## TASK PROMPT
How many lines of the records below contain the word "curtain"? Answer with the number alone.

## ENTRIES SHOWN
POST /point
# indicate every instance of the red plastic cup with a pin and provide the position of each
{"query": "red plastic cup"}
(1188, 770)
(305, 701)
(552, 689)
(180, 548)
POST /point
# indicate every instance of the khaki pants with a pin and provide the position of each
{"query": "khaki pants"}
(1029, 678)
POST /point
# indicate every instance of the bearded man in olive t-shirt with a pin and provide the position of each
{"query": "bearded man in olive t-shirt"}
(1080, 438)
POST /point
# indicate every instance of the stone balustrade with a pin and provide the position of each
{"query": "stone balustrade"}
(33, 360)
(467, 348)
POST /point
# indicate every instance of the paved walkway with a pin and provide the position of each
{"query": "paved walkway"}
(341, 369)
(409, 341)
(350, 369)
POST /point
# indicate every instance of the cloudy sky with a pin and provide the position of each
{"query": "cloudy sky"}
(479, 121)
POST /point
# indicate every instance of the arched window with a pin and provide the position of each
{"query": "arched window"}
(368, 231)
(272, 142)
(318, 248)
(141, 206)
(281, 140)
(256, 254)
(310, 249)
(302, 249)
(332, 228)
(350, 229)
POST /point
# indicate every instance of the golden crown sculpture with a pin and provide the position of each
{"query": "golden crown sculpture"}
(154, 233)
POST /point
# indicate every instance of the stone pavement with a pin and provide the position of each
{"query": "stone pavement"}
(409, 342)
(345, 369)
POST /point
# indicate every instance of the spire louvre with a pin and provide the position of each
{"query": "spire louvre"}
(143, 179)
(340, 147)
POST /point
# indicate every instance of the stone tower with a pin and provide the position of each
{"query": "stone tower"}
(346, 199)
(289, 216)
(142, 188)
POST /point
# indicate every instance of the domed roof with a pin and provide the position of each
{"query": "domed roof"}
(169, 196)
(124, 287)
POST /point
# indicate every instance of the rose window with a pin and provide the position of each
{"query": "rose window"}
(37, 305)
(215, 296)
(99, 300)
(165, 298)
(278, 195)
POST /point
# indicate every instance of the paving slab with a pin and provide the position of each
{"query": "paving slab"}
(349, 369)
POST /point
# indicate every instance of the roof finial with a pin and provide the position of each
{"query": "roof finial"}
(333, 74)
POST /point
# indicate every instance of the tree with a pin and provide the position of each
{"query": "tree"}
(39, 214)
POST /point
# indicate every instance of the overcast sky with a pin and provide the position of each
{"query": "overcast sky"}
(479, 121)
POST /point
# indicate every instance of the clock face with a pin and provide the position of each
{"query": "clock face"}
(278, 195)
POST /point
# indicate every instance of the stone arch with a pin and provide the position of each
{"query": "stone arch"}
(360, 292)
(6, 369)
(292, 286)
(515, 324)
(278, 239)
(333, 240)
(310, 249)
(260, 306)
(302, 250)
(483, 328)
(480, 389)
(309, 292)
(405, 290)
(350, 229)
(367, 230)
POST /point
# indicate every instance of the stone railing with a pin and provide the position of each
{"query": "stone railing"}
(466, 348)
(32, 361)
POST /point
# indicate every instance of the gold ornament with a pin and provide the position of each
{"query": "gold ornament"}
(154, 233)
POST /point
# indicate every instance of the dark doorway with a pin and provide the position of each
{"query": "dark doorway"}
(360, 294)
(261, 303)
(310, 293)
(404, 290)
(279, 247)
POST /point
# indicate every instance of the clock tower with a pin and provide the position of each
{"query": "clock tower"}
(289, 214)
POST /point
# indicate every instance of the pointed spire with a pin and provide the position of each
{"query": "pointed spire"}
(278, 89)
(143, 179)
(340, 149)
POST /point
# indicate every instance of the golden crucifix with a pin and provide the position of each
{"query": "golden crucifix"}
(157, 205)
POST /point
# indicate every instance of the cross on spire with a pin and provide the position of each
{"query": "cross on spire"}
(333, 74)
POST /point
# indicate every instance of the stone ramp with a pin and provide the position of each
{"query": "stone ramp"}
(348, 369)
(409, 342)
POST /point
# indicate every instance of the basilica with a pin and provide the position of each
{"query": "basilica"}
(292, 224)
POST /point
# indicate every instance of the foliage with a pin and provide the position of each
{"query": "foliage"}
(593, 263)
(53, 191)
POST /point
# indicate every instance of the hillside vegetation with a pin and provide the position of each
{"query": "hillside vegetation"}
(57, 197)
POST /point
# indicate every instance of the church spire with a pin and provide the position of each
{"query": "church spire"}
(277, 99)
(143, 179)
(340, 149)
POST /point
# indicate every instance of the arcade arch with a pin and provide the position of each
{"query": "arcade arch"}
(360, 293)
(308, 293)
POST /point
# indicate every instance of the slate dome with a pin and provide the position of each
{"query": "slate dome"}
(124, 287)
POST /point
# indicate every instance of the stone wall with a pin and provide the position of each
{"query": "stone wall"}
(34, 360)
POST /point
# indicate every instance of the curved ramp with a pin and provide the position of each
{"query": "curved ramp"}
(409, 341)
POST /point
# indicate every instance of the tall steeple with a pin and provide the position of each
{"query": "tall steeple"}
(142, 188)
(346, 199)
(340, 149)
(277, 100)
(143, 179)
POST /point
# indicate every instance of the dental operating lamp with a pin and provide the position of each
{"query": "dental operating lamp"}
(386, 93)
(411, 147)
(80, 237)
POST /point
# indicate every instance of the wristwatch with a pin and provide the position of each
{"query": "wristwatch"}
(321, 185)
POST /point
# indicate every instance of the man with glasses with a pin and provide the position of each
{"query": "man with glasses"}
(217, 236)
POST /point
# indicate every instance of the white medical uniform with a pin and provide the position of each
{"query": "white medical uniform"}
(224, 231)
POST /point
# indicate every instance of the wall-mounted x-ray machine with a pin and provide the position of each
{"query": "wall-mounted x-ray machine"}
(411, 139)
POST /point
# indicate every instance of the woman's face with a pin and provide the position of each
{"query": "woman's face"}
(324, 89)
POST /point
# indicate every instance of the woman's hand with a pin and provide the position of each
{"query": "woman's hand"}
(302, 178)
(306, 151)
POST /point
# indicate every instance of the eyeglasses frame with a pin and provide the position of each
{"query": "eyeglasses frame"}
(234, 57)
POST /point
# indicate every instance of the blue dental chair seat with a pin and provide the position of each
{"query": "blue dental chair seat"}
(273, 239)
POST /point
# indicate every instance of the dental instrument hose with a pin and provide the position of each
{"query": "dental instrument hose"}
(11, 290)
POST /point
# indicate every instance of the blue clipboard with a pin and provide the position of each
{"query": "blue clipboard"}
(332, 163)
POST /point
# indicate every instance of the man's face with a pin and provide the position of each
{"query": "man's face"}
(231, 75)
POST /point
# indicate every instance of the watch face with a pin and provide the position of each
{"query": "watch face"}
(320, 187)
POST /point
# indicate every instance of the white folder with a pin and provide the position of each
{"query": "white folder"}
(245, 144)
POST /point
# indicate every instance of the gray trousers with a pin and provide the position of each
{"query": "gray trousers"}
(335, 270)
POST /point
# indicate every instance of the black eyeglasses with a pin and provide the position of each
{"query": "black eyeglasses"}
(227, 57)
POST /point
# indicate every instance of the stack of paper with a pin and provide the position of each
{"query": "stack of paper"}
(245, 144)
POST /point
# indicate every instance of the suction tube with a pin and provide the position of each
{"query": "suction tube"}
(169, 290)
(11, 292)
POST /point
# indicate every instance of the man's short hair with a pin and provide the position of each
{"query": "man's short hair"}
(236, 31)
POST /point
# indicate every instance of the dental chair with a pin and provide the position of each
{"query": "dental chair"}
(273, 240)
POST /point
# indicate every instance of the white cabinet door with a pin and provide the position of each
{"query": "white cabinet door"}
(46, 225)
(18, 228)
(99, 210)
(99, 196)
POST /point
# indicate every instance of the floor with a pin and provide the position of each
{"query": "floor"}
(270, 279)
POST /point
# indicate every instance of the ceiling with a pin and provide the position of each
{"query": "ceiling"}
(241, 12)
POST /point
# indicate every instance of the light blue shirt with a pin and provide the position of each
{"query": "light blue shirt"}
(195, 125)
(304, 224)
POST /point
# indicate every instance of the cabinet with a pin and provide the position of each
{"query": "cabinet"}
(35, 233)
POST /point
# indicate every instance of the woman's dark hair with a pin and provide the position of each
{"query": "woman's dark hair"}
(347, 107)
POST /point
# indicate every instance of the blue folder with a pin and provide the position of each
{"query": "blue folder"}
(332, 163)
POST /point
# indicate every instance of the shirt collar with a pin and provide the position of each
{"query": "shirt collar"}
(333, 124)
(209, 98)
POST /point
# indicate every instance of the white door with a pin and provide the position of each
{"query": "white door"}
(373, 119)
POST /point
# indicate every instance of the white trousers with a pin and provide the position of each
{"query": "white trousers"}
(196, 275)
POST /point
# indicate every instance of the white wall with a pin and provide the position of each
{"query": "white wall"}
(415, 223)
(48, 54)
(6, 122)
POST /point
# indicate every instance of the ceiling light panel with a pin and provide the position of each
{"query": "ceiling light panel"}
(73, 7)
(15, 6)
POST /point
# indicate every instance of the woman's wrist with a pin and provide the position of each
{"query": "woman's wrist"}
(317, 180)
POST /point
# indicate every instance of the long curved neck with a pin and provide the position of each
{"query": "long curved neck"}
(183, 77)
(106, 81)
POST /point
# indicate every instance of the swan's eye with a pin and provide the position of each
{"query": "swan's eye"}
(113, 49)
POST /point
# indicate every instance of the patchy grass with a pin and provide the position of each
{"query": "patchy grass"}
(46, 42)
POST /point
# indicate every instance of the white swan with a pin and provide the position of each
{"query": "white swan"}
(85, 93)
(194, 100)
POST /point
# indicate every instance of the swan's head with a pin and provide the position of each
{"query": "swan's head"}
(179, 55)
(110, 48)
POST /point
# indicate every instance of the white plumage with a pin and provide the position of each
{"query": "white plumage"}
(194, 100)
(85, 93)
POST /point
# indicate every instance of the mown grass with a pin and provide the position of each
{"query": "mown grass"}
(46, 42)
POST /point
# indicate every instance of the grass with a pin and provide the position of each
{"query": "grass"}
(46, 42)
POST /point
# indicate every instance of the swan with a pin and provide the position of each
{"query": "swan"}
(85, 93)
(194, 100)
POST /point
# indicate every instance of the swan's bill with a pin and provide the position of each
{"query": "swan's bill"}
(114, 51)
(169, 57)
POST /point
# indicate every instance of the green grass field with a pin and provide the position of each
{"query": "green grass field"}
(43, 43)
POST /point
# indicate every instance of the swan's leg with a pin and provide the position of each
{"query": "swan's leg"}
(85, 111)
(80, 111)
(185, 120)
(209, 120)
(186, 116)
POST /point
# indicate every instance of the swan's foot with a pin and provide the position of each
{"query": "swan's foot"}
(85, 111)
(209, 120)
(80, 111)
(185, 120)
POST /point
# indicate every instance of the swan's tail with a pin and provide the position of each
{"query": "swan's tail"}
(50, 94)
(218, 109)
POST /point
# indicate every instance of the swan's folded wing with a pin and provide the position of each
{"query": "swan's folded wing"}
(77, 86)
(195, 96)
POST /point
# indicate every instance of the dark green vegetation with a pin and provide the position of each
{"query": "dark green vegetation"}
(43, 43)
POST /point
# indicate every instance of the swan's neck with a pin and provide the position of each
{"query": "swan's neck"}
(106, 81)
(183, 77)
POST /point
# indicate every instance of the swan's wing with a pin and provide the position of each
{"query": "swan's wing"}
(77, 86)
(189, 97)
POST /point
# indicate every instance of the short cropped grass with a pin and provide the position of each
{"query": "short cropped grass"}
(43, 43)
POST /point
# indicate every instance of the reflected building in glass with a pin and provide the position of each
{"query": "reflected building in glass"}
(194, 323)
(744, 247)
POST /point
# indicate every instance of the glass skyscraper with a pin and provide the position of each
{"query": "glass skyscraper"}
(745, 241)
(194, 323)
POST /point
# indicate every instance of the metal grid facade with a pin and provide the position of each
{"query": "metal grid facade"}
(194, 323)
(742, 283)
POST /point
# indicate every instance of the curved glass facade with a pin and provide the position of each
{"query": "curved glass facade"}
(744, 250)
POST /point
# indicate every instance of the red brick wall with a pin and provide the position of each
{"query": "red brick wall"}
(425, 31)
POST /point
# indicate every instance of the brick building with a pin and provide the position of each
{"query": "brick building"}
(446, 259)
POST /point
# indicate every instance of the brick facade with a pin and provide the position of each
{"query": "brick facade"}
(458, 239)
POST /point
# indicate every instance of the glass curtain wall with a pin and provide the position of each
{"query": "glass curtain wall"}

## RESPONSE FOR THIS EXERCISE
2